● What you are asked to do: Each entry must be restated word for word, with nothing omitted.

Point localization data
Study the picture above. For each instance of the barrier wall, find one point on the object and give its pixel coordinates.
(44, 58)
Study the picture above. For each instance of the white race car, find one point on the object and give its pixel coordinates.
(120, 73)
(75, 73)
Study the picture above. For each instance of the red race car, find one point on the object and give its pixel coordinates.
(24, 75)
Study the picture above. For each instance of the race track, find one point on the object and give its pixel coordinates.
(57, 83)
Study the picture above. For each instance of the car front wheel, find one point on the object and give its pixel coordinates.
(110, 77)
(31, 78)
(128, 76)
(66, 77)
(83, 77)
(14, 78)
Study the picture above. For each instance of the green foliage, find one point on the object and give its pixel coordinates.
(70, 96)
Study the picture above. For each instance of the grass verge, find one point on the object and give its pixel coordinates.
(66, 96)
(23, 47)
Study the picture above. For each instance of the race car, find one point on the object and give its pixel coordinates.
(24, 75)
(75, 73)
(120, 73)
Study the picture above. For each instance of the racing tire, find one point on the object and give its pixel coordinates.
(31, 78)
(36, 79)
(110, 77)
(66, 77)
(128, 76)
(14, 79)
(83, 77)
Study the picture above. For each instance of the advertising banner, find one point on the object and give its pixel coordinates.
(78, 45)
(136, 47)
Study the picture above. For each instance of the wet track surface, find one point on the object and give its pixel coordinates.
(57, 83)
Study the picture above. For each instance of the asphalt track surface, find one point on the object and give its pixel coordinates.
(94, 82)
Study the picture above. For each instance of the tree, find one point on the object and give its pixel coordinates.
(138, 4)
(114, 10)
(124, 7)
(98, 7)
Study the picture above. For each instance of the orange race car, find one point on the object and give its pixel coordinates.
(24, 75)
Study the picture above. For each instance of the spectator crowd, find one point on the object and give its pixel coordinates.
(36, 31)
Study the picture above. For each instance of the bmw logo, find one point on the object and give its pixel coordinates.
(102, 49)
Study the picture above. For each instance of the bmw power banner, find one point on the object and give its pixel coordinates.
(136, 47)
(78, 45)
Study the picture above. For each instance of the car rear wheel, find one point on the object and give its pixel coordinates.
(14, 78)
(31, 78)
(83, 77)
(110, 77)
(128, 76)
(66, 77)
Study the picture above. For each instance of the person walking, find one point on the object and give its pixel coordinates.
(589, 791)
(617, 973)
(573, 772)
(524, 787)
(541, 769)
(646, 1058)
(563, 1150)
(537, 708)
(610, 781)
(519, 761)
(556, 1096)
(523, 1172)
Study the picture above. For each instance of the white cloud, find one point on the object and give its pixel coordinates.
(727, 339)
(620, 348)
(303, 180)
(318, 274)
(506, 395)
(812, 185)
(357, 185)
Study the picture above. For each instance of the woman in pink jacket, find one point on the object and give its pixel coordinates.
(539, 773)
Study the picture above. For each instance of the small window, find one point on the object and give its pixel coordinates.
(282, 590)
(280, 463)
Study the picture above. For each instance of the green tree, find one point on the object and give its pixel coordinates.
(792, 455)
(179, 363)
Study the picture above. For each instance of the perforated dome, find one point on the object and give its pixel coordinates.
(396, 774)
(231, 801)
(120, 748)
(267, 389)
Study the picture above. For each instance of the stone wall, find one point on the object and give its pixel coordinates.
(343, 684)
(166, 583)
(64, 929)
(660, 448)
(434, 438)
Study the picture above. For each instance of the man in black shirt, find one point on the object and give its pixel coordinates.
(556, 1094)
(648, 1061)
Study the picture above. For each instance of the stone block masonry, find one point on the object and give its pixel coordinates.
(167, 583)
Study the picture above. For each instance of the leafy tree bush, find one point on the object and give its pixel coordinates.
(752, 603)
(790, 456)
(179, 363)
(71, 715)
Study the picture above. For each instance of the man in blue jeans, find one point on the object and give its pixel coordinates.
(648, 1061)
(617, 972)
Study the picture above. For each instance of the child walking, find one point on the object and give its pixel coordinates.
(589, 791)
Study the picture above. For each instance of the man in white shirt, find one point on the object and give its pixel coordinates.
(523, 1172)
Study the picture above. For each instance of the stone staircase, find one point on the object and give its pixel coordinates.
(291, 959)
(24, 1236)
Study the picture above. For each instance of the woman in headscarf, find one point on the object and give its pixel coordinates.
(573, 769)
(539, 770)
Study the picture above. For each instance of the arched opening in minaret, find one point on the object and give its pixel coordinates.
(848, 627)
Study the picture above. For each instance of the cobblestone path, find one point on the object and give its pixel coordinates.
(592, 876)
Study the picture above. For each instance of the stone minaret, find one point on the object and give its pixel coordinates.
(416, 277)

● Solved problem:
Study the picture above. For each instance of the barrier wall, find one point on the object and give its pixel coordinates.
(44, 58)
Study the picture above. For each instance of the white race car, find one point on the object and give its pixel coordinates.
(120, 73)
(75, 73)
Study the picture above. For each instance of the red race car, find one point on the object and give its pixel coordinates.
(24, 75)
Study the picture above. For each instance of the race track, find one point on the object and give its pixel coordinates.
(57, 83)
Study the picture above. For each instance of the car front wheel, find one point on the object and give its pixel coordinates.
(110, 77)
(31, 78)
(128, 76)
(66, 77)
(83, 77)
(14, 78)
Study the picture above. For each instance of the green foliage, find one point on the object and give its pixel coordinates.
(70, 96)
Study the picture above. For each instance of the grass verge, find one point on the object and give its pixel coordinates.
(66, 96)
(23, 47)
Study the picture above. For each instance of the race car, find one point on the object and give its pixel coordinates.
(24, 75)
(75, 73)
(120, 73)
Study the picture above. For each instance of the racing tire, find one point on the object and give its pixel coordinates.
(31, 78)
(36, 79)
(110, 77)
(66, 77)
(128, 76)
(14, 79)
(83, 77)
Study the picture above. For each instance of the advertising banner, find one point on the object and give its pixel coordinates.
(78, 45)
(136, 47)
Study the picture above. For each instance of the wet track surface, find one point on the object and give its pixel coordinates.
(57, 83)
Study the picture above. For each instance of the asphalt track surface, find one point on the object and give its pixel coordinates.
(94, 82)
Study the picture above. For each instance of the tree, find one point on the object and give its pixel coordinates.
(138, 4)
(114, 10)
(124, 7)
(98, 7)
Study the picture above. For each instance of the orange race car, find one point on the object and give its pixel coordinates.
(24, 75)
Study the picture above. For each instance of the spectator crowd, find one point on the object and give its pixel coordinates.
(36, 31)
Study the picture above. For each instance of the bmw logo, find one point on the object and give its pixel coordinates.
(102, 49)
Study the picture above. For each instance of the bmw power banner, find one point on the object and give its pixel coordinates.
(136, 47)
(78, 45)
Study the picture above. For each instance of the car rear wheel, find one point on the object and give its pixel coordinates.
(14, 78)
(31, 78)
(83, 77)
(110, 77)
(128, 76)
(66, 77)
Study the picture above. For each instance of the person walking, find one point on the object and give its pixel coordinates.
(589, 791)
(617, 973)
(573, 772)
(524, 787)
(541, 769)
(646, 1058)
(563, 1150)
(537, 708)
(610, 781)
(519, 761)
(556, 1096)
(523, 1172)
Study the picture above. For each instance of the white cloud, find one point on the object and give its pixel coordinates.
(727, 339)
(620, 348)
(303, 180)
(318, 274)
(506, 395)
(812, 185)
(357, 185)
Study the picture above. For each instance of the woman in pink jacket, find one point on the object and give its pixel coordinates.
(539, 773)
Study the picture above. For each instance of the small window, find one point on the object and give its pixel coordinates.
(282, 590)
(280, 463)
Study the picture above. For each instance of the green tree, find one point on the object and give its pixel coordinates.
(792, 455)
(179, 363)
Study the picture above. For each instance of the perforated dome, find one point on the object and give its pixel coordinates.
(396, 774)
(231, 801)
(120, 748)
(267, 389)
Study the picture above. For each instance of the stone wall, find one point on the object and give its pixel coordinates.
(343, 684)
(166, 583)
(64, 929)
(660, 448)
(434, 438)
Study the picture above. For each instance of the man in black shirt, find one point on the object and give its pixel coordinates.
(556, 1094)
(648, 1061)
Study the picture above. For each instance of the stone block masonry, find one point on the object and give its pixel coordinates.
(167, 583)
Study the picture above. For each instance of the leafy tree bush, find one point on the object and give its pixel coordinates.
(752, 603)
(790, 456)
(179, 363)
(71, 715)
Study the picture above. For each instance of the man in blue jeans, find one point on the object and give its pixel coordinates.
(648, 1061)
(617, 972)
Study the picture above. For each instance of the child walking, find one point on the object and give its pixel coordinates.
(589, 791)
Study the picture above. For each instance of the man in white shirt, find one point on the object and give its pixel coordinates.
(523, 1172)
Study the picture above. For each instance of the stone staircase, find one point on the object and give its pixel coordinates.
(291, 959)
(24, 1236)
Study the picture above. For each instance of the woman in headscarf, find one point on the object and give its pixel coordinates.
(573, 769)
(539, 770)
Study the picture above. For each instance of the arched opening in minaret, find one point on the object and give its pixel coordinates.
(848, 627)
Study the picture above. For each instance of the cobblestone path, find one point on the object and give its pixel coordinates.
(592, 876)
Study the picture above. For each instance of the stone minaret, find one point on the object and give its pixel coordinates.
(416, 277)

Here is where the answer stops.